[Work order]
Retype each of the records below exactly, leaving the pictures out.

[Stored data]

>>>>>

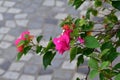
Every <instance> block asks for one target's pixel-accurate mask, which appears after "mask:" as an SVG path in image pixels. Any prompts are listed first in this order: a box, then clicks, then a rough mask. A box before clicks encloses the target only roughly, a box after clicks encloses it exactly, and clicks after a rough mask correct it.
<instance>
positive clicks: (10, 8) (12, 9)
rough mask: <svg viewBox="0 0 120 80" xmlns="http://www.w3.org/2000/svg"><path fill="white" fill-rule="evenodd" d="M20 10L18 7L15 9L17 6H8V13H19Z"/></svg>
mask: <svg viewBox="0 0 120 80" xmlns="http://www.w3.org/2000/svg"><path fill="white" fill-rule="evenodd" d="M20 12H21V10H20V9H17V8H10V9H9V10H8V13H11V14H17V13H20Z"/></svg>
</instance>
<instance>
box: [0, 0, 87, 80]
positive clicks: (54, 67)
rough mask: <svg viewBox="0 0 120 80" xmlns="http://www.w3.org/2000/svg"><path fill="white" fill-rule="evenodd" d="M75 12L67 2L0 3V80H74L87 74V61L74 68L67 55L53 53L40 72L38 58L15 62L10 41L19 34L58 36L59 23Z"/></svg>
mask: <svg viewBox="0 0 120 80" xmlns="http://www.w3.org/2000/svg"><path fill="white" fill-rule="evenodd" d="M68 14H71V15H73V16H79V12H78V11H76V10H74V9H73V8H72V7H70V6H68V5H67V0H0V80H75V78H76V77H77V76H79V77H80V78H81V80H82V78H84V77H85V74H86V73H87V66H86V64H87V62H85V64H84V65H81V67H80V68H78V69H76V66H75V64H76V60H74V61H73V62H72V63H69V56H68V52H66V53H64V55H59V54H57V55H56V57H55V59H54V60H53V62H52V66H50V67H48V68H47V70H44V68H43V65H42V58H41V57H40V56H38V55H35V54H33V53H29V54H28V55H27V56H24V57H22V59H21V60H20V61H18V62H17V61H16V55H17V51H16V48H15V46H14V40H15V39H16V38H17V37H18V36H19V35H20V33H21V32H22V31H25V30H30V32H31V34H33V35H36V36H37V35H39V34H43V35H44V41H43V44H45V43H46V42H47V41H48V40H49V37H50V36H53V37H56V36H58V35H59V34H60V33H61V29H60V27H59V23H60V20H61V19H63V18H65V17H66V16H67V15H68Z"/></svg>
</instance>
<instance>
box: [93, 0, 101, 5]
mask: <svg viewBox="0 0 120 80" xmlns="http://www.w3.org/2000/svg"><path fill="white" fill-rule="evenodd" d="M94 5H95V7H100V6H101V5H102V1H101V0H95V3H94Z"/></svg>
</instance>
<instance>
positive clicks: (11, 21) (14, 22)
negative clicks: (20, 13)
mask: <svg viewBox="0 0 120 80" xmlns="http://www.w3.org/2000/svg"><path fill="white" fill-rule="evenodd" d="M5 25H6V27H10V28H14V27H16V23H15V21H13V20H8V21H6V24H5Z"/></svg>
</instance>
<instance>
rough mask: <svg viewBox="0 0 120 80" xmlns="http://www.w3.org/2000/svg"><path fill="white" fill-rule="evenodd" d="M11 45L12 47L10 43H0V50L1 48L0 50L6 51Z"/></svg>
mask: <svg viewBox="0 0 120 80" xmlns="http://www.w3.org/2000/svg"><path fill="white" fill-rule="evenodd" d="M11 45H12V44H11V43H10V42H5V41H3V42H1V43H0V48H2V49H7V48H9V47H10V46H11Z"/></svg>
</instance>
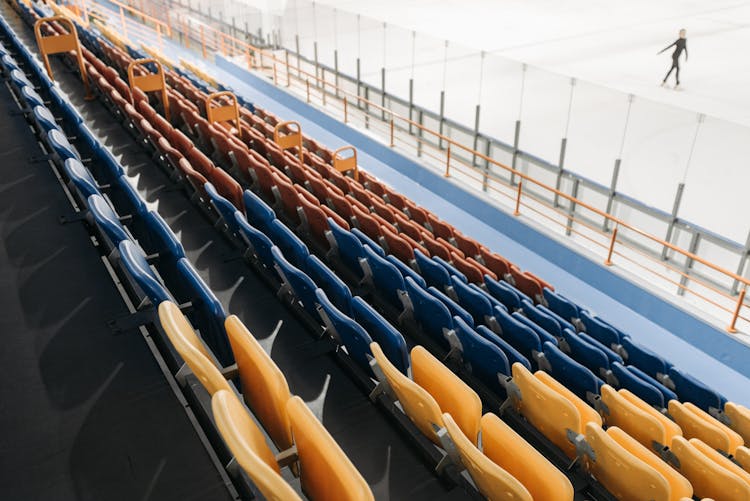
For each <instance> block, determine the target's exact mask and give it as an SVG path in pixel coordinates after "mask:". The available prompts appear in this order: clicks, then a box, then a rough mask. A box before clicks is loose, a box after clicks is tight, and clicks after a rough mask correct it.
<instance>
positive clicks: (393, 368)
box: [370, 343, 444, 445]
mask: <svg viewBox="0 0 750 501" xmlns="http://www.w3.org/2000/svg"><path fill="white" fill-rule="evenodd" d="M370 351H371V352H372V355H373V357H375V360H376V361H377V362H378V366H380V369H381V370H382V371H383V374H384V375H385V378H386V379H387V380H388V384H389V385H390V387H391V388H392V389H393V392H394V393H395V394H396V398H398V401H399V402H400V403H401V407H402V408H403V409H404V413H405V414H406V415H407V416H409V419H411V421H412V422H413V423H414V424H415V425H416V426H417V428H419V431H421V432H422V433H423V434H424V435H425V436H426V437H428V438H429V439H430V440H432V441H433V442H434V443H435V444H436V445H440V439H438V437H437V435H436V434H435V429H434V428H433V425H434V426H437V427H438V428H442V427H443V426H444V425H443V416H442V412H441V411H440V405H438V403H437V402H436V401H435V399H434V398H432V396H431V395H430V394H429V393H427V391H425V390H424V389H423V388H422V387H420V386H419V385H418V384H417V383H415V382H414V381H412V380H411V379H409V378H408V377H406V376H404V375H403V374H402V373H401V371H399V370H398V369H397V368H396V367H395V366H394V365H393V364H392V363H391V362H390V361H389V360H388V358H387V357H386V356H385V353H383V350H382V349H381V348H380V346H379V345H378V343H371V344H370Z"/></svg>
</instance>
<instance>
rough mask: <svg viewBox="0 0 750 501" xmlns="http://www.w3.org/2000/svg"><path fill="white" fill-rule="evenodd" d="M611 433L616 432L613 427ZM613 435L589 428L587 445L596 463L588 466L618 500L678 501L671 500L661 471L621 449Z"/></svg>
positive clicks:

<<<<<

[Solution below]
Every <instance> block asks for one target's pixel-accurate mask, which appears after "mask:" as an SVG path in image pixels. Any prompts are listed first in this order: a box, then clicks, then a rough mask. A box before clicks encloses the target only roughly, a box after clicks encloses it exactly, and clicks after a rough mask correct it.
<instance>
positive clicks: (10, 8) (12, 9)
rough mask: <svg viewBox="0 0 120 80" xmlns="http://www.w3.org/2000/svg"><path fill="white" fill-rule="evenodd" d="M20 10L18 7L15 9L17 6H8V13H19Z"/></svg>
mask: <svg viewBox="0 0 120 80" xmlns="http://www.w3.org/2000/svg"><path fill="white" fill-rule="evenodd" d="M20 12H21V10H20V9H17V8H10V9H9V10H8V13H11V14H17V13H20Z"/></svg>
</instance>
<instance>
box: [0, 0, 87, 80]
positive clicks: (54, 67)
rough mask: <svg viewBox="0 0 120 80" xmlns="http://www.w3.org/2000/svg"><path fill="white" fill-rule="evenodd" d="M75 12L67 2L0 3V80H74L87 74V61L74 68L67 55L53 53L40 72L38 58L15 62L10 41L19 34L58 36L59 23Z"/></svg>
mask: <svg viewBox="0 0 120 80" xmlns="http://www.w3.org/2000/svg"><path fill="white" fill-rule="evenodd" d="M68 14H71V15H73V16H79V12H78V11H76V10H74V9H73V8H72V7H70V6H68V5H67V0H0V80H75V78H76V77H77V76H79V77H80V78H81V80H82V78H84V77H85V74H86V73H87V66H86V64H87V62H85V64H84V65H81V67H80V68H78V69H76V66H75V64H76V60H74V61H73V62H72V63H69V56H68V52H66V53H64V55H59V54H57V55H56V57H55V59H54V60H53V62H52V66H50V67H48V68H47V70H44V68H43V65H42V58H41V57H40V56H38V55H35V54H33V53H29V54H28V55H27V56H24V57H22V59H21V60H20V61H18V62H17V61H16V55H17V51H16V48H15V46H14V40H15V39H16V38H17V37H18V36H19V35H20V33H21V32H22V31H25V30H30V32H31V34H33V35H36V36H37V35H39V34H43V35H44V41H43V44H45V43H46V42H47V41H48V40H49V37H50V36H53V37H56V36H58V35H59V34H60V33H61V29H60V27H59V23H60V20H61V19H63V18H65V17H66V16H67V15H68Z"/></svg>
</instance>
<instance>
box: [93, 0, 101, 5]
mask: <svg viewBox="0 0 120 80" xmlns="http://www.w3.org/2000/svg"><path fill="white" fill-rule="evenodd" d="M94 5H95V7H100V6H101V5H102V1H101V0H95V3H94Z"/></svg>
</instance>
<instance>
positive clicks: (11, 21) (14, 22)
negative clicks: (20, 13)
mask: <svg viewBox="0 0 120 80" xmlns="http://www.w3.org/2000/svg"><path fill="white" fill-rule="evenodd" d="M5 25H6V27H10V28H14V27H16V23H15V21H13V20H8V21H6V24H5Z"/></svg>
</instance>
<instance>
rough mask: <svg viewBox="0 0 120 80" xmlns="http://www.w3.org/2000/svg"><path fill="white" fill-rule="evenodd" d="M11 45L12 47L10 43H0V50L1 48L0 50L6 51Z"/></svg>
mask: <svg viewBox="0 0 120 80" xmlns="http://www.w3.org/2000/svg"><path fill="white" fill-rule="evenodd" d="M11 45H12V44H11V43H10V42H5V41H3V42H1V43H0V48H2V49H7V48H9V47H10V46H11Z"/></svg>
</instance>
For each <instance> block, determine the target's exact mask and give it as an SVG path in pixel coordinates after "mask:". The available prompts appear in this order: clicks, then a box, then a rough mask. A box before clicks is loose, a box after clicks is tight, and clicks after a rough mask correct it.
<instance>
positive clicks: (393, 368)
box: [370, 343, 444, 445]
mask: <svg viewBox="0 0 750 501" xmlns="http://www.w3.org/2000/svg"><path fill="white" fill-rule="evenodd" d="M370 351H371V352H372V355H373V357H375V360H376V361H377V362H378V366H380V369H381V370H382V371H383V374H384V375H385V378H386V379H387V380H388V384H389V385H390V387H391V388H392V389H393V392H394V393H395V394H396V398H398V401H399V402H400V403H401V407H402V408H403V409H404V413H405V414H406V415H407V416H409V419H411V421H412V422H413V423H414V424H415V425H416V426H417V428H419V431H421V432H422V433H423V434H424V435H425V436H426V437H428V438H429V439H430V440H432V441H433V442H434V443H435V444H436V445H440V439H438V437H437V435H436V434H435V429H434V428H433V425H434V426H437V427H438V428H442V427H443V426H444V425H443V416H442V412H441V411H440V405H438V403H437V402H436V401H435V399H434V398H432V396H431V395H430V394H429V393H427V391H425V390H424V389H423V388H422V387H420V386H419V385H418V384H417V383H415V382H414V381H412V380H411V379H409V378H408V377H406V376H404V375H403V374H402V373H401V371H399V370H398V369H397V368H396V367H395V366H394V365H393V364H392V363H391V362H390V361H389V360H388V358H387V357H386V356H385V353H383V350H382V349H381V348H380V346H379V345H378V343H371V344H370Z"/></svg>
</instance>
<instance>
rough mask: <svg viewBox="0 0 750 501" xmlns="http://www.w3.org/2000/svg"><path fill="white" fill-rule="evenodd" d="M611 433L616 432L613 427ZM613 435L589 428L587 445L596 463L588 466L618 500L678 501L671 500L661 471L621 449Z"/></svg>
positive clicks:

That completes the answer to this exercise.